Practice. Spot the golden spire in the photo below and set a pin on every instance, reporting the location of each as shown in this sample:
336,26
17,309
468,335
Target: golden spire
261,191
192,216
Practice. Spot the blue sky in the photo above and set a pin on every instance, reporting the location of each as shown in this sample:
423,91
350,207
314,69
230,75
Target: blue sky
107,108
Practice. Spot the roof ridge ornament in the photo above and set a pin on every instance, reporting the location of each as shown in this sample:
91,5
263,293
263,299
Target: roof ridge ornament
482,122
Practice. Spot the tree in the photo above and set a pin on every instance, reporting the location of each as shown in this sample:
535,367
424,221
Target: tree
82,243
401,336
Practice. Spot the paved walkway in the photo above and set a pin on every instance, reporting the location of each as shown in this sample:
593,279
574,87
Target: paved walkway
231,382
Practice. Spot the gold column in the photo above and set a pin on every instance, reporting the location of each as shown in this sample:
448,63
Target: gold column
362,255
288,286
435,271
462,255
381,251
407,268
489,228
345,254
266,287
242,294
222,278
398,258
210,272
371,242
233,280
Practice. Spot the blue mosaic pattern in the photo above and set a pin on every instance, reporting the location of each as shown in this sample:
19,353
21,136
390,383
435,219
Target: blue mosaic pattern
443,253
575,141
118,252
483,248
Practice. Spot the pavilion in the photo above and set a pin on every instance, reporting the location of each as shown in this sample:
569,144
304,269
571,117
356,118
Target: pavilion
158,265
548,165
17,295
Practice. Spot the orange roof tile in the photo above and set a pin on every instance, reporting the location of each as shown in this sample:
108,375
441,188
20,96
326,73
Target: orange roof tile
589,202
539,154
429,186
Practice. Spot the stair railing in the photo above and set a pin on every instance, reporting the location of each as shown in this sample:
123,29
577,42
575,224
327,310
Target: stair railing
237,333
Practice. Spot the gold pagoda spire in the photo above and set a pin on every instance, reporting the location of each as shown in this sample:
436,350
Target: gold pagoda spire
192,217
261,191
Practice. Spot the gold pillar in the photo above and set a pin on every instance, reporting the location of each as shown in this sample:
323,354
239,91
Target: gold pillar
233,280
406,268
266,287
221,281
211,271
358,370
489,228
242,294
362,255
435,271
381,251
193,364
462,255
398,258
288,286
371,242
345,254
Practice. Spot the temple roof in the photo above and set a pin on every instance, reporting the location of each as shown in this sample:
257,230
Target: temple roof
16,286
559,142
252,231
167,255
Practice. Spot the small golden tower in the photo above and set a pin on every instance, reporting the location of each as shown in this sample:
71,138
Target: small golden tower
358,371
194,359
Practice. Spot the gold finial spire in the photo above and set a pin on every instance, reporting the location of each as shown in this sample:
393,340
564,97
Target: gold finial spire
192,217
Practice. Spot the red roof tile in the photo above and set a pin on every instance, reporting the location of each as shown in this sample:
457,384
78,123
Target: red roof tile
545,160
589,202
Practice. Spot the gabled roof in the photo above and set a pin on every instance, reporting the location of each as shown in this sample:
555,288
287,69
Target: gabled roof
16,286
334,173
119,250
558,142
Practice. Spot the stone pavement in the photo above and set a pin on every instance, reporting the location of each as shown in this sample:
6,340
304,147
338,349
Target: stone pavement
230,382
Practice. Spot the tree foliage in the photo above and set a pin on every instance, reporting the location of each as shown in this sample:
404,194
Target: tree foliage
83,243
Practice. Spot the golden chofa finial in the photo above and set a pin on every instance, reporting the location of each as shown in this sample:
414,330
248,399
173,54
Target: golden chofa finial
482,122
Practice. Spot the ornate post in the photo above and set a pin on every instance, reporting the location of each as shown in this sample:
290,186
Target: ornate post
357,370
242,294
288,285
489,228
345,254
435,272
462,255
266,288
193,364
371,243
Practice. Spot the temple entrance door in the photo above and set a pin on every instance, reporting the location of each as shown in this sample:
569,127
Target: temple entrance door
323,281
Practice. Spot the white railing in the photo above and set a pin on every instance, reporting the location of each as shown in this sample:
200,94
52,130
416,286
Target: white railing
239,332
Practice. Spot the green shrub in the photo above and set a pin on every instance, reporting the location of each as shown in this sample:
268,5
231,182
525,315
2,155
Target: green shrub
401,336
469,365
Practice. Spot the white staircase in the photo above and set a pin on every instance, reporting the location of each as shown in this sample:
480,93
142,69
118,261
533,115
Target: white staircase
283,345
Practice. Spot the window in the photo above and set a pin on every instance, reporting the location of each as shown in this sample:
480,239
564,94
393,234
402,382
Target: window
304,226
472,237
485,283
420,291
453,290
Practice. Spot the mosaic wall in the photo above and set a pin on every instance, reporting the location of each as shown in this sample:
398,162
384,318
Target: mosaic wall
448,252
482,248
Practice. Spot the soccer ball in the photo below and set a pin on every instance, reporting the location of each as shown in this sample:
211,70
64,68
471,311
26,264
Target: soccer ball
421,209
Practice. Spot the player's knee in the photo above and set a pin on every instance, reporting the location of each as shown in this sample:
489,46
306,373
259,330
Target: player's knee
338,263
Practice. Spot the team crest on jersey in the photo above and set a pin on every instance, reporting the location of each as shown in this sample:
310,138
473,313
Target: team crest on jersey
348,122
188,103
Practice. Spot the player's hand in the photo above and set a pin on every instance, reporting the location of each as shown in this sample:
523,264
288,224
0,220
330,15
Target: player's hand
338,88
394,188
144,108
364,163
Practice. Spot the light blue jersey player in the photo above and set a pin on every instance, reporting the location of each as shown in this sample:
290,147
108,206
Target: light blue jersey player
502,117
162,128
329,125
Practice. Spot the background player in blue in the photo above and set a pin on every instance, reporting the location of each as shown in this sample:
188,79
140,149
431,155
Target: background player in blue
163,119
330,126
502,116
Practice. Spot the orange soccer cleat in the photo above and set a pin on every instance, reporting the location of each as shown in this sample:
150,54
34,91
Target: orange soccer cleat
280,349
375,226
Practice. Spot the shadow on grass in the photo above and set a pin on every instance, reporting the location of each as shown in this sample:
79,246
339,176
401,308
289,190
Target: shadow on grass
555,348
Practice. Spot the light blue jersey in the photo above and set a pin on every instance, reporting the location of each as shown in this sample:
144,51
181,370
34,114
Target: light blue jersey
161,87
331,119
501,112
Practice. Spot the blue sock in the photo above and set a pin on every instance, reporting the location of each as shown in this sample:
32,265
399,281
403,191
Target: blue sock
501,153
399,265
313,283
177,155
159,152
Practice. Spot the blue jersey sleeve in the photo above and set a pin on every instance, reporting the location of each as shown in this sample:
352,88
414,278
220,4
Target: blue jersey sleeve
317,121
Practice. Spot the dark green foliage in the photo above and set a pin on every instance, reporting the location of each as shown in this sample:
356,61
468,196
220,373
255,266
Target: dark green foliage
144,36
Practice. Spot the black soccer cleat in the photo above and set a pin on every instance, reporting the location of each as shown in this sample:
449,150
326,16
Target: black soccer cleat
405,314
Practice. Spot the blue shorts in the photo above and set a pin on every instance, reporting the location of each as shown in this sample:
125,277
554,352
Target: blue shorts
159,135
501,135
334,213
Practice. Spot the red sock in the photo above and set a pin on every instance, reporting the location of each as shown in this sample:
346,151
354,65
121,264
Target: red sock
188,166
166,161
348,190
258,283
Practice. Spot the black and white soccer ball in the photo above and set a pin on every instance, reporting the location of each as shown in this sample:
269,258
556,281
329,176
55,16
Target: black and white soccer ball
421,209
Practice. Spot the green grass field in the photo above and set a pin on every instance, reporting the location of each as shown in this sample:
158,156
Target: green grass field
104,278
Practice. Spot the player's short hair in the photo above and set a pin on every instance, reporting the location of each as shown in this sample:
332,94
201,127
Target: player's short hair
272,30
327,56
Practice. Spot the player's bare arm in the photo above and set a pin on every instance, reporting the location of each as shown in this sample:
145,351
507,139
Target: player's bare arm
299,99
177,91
- - - - -
# Prompt
Starting from the line containing "Practice. Spot the blue sock", repeat each line through the end of the entries, exactly.

# Solved exercise
Practice. Spot the blue sock in the photo above and set a pin on every instance, reporting the location of each as shown in this sample:
32,265
399,281
403,191
Target: blue sock
501,153
399,265
313,283
177,155
159,152
Practice. Spot the blue jersey sleeve in the photo above and set a pin on every instance, reporting the location of each as shown in this sample:
352,88
414,278
220,4
Target: blue jersey sleeve
317,121
Practice. Spot the dark green foliage in the photo above and set a pin on every instance, reporting the location of each as shown in this sample:
356,61
468,196
220,373
255,266
Target: dark green foliage
144,36
Practice. Spot the black soccer cleat in the photo above and set a pin on every instance, reporting the location of each as shown in this sample:
449,150
326,16
Target: black soccer cleat
405,314
Practice. Spot the blue shorts in the photo above and set a pin on every instance, reporting the location of each as shown in this sample:
125,277
554,352
Target: blue shorts
159,135
501,135
334,213
Practice. Spot the red sock in the photo above and set a pin on every instance, reporting the location of each as shown in this sample:
346,151
354,65
121,264
Target: red sock
188,166
166,161
348,190
258,283
Practice. Spot the black and white soccer ball in the photo above and set a pin on every instance, reporting the location of each as shown in this sample:
269,258
556,281
329,176
55,16
Target: black and white soccer ball
421,209
Practice. Spot the green grass field in the photo above and set a pin on every instance, reporting the location of each as shown in this sample:
158,156
Target: green grass field
104,278
Practice. Spot the player's short hair in the photo above and set a pin on every instance, reporting the location of each as shown in this sample:
332,94
201,127
Target: player's short hair
272,30
327,56
Practice. Spot the player's bare arm in the photo above and set a pin on every instance, reporting the location of each as shown in this sample:
145,351
507,139
Target: player's bare arm
299,99
177,91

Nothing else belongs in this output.